Return, without any change, the lines below beginning with the line that contains "We need ground-truth boxes for woman's left" and running through the line that contains "[134,144,225,156]". Give only those lines from the rows.

> DATA FOR THIS EXERCISE:
☆ ☆ ☆ ☆
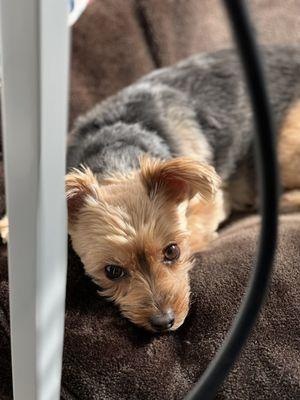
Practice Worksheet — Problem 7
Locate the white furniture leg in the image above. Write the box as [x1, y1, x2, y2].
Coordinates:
[1, 0, 69, 400]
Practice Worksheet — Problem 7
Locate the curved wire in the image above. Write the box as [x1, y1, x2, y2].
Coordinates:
[186, 0, 278, 400]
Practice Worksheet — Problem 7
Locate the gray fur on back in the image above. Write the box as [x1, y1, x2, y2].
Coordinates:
[67, 46, 300, 180]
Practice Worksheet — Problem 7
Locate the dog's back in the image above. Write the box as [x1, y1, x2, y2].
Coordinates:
[68, 46, 300, 202]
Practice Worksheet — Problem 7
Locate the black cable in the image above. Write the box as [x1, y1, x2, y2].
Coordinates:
[186, 0, 278, 400]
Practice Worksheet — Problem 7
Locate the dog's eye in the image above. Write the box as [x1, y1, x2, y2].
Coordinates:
[105, 265, 126, 281]
[163, 243, 180, 264]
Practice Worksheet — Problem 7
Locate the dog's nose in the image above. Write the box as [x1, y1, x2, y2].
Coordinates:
[150, 308, 175, 331]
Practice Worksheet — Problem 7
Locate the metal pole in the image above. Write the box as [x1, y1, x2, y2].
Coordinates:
[1, 0, 69, 400]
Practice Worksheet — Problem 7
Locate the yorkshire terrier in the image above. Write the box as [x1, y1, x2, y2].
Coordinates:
[2, 47, 300, 332]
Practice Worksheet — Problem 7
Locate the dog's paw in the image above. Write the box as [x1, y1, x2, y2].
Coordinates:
[0, 215, 9, 243]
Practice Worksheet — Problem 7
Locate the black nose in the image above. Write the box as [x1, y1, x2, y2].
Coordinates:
[150, 308, 175, 331]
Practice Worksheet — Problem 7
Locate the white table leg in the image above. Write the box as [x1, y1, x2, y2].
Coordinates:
[1, 0, 69, 400]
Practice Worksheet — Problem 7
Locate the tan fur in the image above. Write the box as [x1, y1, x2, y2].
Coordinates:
[278, 101, 300, 189]
[66, 158, 219, 330]
[0, 215, 8, 243]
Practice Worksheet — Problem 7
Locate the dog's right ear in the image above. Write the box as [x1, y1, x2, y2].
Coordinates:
[65, 167, 99, 220]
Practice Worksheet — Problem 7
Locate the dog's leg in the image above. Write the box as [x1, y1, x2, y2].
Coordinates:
[0, 215, 8, 243]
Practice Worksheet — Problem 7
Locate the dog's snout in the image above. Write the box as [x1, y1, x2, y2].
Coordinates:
[150, 308, 175, 331]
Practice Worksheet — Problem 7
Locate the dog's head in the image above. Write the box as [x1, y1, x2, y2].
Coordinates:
[66, 158, 218, 331]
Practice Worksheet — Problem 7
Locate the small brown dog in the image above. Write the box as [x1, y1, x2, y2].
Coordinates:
[2, 47, 300, 331]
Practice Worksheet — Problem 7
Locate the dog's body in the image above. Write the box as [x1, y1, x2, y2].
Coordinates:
[1, 47, 300, 330]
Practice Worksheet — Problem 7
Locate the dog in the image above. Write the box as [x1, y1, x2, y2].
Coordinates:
[2, 46, 300, 332]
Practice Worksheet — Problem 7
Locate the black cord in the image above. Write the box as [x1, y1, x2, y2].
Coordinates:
[186, 0, 278, 400]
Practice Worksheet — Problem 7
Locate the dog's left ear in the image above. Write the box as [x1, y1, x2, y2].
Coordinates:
[140, 157, 221, 203]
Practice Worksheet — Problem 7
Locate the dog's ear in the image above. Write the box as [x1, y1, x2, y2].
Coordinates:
[140, 157, 220, 203]
[65, 167, 99, 219]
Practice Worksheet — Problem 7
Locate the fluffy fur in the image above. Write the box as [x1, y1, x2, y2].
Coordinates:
[2, 47, 300, 330]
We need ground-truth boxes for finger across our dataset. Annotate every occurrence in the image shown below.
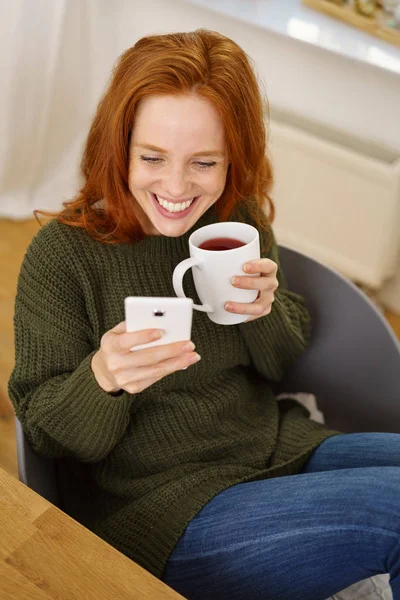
[115,352,200,394]
[232,276,278,292]
[116,341,195,370]
[225,300,272,317]
[101,323,164,353]
[243,258,278,275]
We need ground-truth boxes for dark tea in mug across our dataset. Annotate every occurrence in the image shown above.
[199,238,246,251]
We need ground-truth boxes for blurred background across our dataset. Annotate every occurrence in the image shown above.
[0,0,400,474]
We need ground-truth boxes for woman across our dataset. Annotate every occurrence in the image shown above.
[9,30,400,600]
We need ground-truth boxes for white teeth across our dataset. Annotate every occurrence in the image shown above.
[154,194,194,212]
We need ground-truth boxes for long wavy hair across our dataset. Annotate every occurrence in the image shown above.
[35,29,274,243]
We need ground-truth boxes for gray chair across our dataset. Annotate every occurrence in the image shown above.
[17,246,400,506]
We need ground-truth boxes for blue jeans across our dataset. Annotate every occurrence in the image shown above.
[163,433,400,600]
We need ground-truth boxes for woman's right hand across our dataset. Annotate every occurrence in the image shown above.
[92,321,200,394]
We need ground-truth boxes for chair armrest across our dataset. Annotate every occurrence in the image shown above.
[15,418,60,506]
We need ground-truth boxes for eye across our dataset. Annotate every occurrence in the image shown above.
[140,155,162,165]
[196,160,217,169]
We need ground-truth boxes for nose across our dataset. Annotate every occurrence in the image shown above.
[164,166,189,198]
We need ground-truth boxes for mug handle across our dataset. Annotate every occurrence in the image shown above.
[172,257,212,312]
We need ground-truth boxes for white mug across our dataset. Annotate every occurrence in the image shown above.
[172,221,260,325]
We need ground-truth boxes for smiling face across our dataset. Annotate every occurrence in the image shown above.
[129,94,229,237]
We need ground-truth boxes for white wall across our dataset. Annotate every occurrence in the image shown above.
[118,0,400,151]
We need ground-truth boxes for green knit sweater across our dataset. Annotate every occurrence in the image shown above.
[9,210,335,577]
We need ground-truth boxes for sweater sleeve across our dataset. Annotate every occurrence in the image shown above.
[9,224,132,462]
[239,227,310,381]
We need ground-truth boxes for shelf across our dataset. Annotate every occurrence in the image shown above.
[303,0,400,47]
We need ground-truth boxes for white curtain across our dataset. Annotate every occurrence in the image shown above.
[0,0,122,219]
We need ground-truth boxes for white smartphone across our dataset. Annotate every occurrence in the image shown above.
[125,296,193,350]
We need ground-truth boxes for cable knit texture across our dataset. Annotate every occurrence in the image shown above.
[9,209,335,577]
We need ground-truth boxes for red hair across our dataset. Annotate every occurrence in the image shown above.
[35,29,274,243]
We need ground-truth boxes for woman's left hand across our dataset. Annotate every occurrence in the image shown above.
[225,258,279,323]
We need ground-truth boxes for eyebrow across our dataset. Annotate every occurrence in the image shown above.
[134,144,225,156]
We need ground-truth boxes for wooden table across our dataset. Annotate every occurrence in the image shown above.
[0,469,187,600]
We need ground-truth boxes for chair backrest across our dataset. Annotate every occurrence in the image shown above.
[16,241,400,506]
[279,246,400,432]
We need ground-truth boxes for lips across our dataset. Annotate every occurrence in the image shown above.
[150,192,200,219]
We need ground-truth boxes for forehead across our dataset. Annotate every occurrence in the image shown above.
[132,95,225,152]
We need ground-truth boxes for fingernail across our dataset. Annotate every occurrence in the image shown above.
[183,342,196,352]
[190,352,201,364]
[151,329,164,340]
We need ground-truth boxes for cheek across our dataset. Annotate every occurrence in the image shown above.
[203,173,226,195]
[129,165,155,189]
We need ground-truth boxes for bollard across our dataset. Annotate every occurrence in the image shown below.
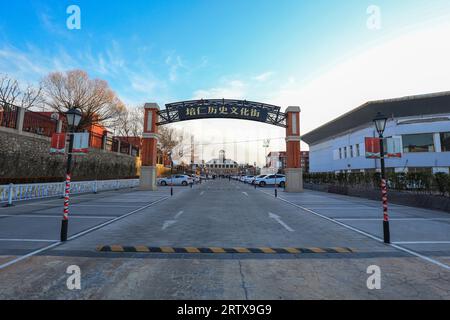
[5,183,14,207]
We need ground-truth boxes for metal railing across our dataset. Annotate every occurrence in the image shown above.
[0,179,139,205]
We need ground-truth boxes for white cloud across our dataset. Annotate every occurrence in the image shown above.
[270,18,450,139]
[193,80,246,99]
[252,71,274,82]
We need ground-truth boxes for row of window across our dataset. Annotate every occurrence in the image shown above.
[206,164,238,169]
[335,132,450,159]
[338,144,361,159]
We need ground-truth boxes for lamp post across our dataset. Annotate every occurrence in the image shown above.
[167,151,173,196]
[61,108,82,241]
[373,112,391,243]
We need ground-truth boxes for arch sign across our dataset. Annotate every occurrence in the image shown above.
[140,99,303,192]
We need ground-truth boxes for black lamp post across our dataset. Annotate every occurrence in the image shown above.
[61,108,82,241]
[167,151,173,196]
[373,112,391,243]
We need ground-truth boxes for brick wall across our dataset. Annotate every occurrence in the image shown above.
[0,127,139,181]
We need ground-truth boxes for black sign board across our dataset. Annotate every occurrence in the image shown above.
[178,105,268,122]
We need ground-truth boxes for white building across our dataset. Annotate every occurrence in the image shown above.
[302,92,450,173]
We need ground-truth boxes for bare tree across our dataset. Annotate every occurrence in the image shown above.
[42,70,125,128]
[0,75,20,104]
[19,85,44,110]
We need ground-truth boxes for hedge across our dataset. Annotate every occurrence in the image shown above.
[303,172,450,196]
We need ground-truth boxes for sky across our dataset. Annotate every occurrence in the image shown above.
[0,0,450,165]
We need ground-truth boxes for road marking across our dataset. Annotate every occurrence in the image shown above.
[261,190,450,270]
[334,218,450,221]
[269,212,294,232]
[175,210,184,220]
[0,197,170,270]
[96,245,356,254]
[393,241,450,244]
[0,214,117,219]
[161,220,177,230]
[0,239,59,242]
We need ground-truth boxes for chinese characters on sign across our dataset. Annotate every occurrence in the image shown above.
[178,105,268,122]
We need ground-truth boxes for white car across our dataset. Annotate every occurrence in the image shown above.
[158,174,194,186]
[244,176,255,183]
[255,174,286,188]
[250,174,267,184]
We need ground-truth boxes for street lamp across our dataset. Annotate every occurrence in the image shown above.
[167,151,173,196]
[373,112,391,243]
[61,108,82,241]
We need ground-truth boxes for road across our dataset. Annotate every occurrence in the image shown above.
[0,180,450,299]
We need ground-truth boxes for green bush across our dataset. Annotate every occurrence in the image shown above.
[303,172,450,196]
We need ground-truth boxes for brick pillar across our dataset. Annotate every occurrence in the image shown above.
[285,107,303,192]
[140,103,159,191]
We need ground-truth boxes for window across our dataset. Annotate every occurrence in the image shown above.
[355,143,361,157]
[402,133,434,152]
[441,132,450,152]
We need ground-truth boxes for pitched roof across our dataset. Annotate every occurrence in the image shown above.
[302,91,450,144]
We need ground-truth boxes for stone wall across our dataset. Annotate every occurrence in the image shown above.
[0,127,139,183]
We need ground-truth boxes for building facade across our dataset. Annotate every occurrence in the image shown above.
[205,150,239,175]
[302,92,450,173]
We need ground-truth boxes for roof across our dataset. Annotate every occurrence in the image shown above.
[302,91,450,144]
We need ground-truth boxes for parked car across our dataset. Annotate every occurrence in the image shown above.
[255,174,286,188]
[158,174,194,186]
[250,174,267,184]
[244,176,255,183]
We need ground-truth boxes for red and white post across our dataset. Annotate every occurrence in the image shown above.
[285,107,303,192]
[140,103,159,191]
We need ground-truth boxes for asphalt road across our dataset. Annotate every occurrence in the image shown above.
[0,180,450,299]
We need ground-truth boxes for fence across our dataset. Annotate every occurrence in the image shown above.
[0,179,139,205]
[303,172,450,197]
[0,103,19,129]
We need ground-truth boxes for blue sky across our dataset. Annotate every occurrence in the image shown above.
[0,0,450,162]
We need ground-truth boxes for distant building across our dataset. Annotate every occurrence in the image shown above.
[205,150,239,175]
[302,92,450,173]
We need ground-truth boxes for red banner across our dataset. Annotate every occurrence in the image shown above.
[365,138,381,159]
[50,133,66,154]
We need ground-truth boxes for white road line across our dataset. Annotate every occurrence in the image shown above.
[0,197,170,270]
[0,239,59,242]
[393,241,450,244]
[334,218,450,221]
[161,220,177,230]
[269,212,294,232]
[175,210,184,220]
[261,191,450,270]
[0,214,118,219]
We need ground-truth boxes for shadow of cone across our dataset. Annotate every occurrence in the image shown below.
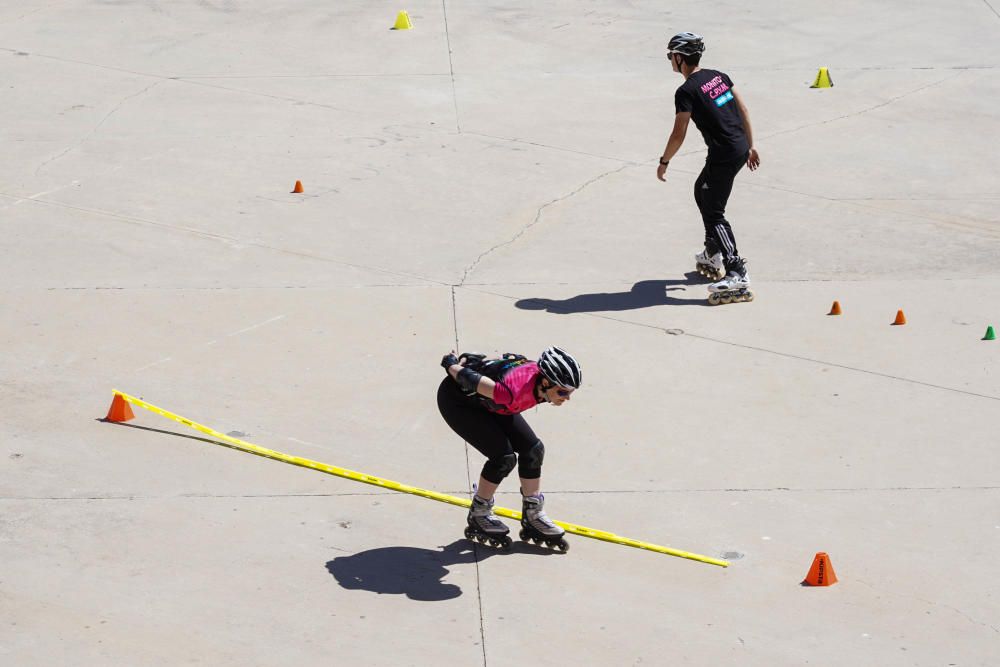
[104,394,135,422]
[802,551,837,586]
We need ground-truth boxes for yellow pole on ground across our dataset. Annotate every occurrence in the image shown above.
[112,389,729,567]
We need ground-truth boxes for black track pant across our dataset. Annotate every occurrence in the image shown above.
[694,153,748,268]
[438,377,542,484]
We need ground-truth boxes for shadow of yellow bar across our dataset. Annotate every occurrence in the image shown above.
[112,389,729,567]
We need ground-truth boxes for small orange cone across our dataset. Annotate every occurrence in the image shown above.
[104,394,135,422]
[802,551,837,586]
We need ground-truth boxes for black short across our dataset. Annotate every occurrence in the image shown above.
[437,377,542,484]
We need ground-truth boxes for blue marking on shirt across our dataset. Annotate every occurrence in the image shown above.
[715,90,733,107]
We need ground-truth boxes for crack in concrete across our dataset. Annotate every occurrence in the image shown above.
[855,579,1000,634]
[762,70,965,139]
[456,164,630,287]
[35,80,163,176]
[441,0,460,134]
[465,287,1000,401]
[465,132,636,167]
[0,486,1000,502]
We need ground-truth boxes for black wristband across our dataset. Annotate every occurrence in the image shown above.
[455,368,483,395]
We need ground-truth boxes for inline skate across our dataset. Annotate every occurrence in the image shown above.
[694,248,726,280]
[519,494,569,552]
[708,257,753,306]
[465,495,511,550]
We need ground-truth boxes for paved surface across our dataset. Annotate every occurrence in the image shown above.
[0,0,1000,665]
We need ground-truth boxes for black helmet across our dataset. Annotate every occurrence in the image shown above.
[538,347,583,389]
[667,32,705,56]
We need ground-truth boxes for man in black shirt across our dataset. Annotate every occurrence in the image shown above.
[656,32,760,304]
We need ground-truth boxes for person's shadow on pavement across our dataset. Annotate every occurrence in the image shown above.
[326,539,555,602]
[514,271,708,314]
☆ ☆ ☆ ☆
> FULL ANSWER:
We need ground-truth boxes for woman's left hand across our dataset. Annotate every occurrence in the image shown above.
[225,258,279,323]
We need ground-truth boxes for eyebrow across our dataset. Annotate every occurrence in the image shown above.
[134,144,225,156]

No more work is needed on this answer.